**Extracted text**
Cosmos (2015) | Best Director Locarno 2015| Kinoteka 2016

August 15th, 2016
Author: Meredith Taylor

Director: Andrzej Zulawski

France/Portugal​ Comedy ​100mins

Andrzej Zulawski gets in and amongst it with COSMOS, his first feature in 15 years. This French-language adaptation of Witold Gombrowicz’s 1965 novel is a top-to-bottom fever dream, extending the Polish filmmaker’s penchant for mania with an exceptionally reference-heavy tale of wham-bam obsession. Seconds in and we have a melodramatic score, jolting jump-cuts, opaque voiceover, plush pans and a narrative that proceeds onward like a furious sprint through a theatrical downpour. What’s not to love?

**Extracted information**
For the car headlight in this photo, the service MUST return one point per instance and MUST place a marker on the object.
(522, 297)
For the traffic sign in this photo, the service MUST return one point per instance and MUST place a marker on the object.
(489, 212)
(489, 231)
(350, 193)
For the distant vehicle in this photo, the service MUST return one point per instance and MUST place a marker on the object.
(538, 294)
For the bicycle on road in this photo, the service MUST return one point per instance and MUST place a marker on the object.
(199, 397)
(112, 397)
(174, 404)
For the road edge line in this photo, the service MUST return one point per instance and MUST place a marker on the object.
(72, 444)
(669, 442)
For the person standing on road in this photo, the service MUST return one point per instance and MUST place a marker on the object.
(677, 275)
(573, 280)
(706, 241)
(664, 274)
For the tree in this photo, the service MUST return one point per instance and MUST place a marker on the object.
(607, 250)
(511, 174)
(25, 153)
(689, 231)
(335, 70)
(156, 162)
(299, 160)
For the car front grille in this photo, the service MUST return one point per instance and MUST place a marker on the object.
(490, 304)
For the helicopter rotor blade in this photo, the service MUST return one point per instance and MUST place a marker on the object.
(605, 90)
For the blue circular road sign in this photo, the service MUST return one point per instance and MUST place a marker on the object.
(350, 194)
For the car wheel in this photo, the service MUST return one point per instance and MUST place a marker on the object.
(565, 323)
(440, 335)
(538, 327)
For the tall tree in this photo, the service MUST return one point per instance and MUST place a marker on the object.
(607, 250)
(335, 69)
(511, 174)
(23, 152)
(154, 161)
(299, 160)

==

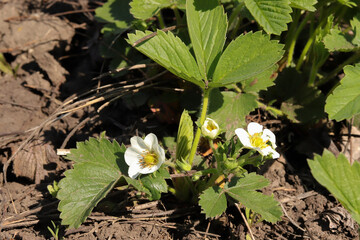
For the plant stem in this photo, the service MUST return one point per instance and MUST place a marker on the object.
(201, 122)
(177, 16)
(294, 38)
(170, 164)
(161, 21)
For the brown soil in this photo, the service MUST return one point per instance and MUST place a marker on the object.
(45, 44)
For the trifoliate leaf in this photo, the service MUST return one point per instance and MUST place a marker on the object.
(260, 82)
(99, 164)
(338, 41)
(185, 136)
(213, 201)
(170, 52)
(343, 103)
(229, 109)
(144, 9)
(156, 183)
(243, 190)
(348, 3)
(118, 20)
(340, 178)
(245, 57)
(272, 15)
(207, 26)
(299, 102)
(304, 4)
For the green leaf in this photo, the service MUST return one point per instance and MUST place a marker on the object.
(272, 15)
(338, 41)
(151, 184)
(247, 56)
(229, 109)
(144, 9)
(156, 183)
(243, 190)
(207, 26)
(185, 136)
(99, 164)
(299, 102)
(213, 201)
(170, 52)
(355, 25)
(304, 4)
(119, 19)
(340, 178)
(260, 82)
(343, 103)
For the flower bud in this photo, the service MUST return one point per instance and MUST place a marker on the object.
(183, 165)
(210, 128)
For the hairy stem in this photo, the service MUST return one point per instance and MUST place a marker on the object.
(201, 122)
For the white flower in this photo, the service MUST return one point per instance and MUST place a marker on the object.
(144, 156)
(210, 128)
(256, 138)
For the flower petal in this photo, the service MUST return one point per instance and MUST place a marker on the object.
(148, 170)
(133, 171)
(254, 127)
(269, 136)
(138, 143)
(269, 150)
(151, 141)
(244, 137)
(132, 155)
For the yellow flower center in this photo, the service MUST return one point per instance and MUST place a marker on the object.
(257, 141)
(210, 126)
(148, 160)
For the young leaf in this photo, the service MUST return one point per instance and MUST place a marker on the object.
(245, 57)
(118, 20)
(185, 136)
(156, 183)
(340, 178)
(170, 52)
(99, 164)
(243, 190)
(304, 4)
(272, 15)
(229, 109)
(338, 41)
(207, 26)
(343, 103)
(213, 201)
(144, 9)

**What you will do**
- a) Summarize the Cosmos review in two sentences.
- b) Extend the Cosmos review beyond its final sentence.

**Responses for each task**
- a) Cosmos, Andrzej Zulawski's first feature in 15 years, is a French-language adaptation of Witold Gombrowicz's 1965 novel that the review calls a top-to-bottom fever dream of obsession, extending the director's penchant for mania. Within seconds it offers a melodramatic score, jolting jump-cuts, opaque voiceover and plush pans, with a narrative moving like a furious sprint through a theatrical downpour.

- b)
Plenty. With viscous plot and rake-thin premise (make what you will of that narrative contradiction), many a good film has been made. But it’s nigh-on impossible for any of the myriad ideas put forth here to take hold with any lasting thematic coherence. With a slickly-rendered attention-deficit (the real glue that holds his surgical focus together), Zulawski promotes his rococo vision by piling meta-echoes upon meta-echoes with such off-puttingly ugly verbosity that the engineered madness, a kind of ad hoc lo-budget ornamentalism with the hyper-jittery frame-rate of a TV movie, becomes the entire raison d’etre. It forewarns the impatient: fall for the first minute and the next 101 are a treat.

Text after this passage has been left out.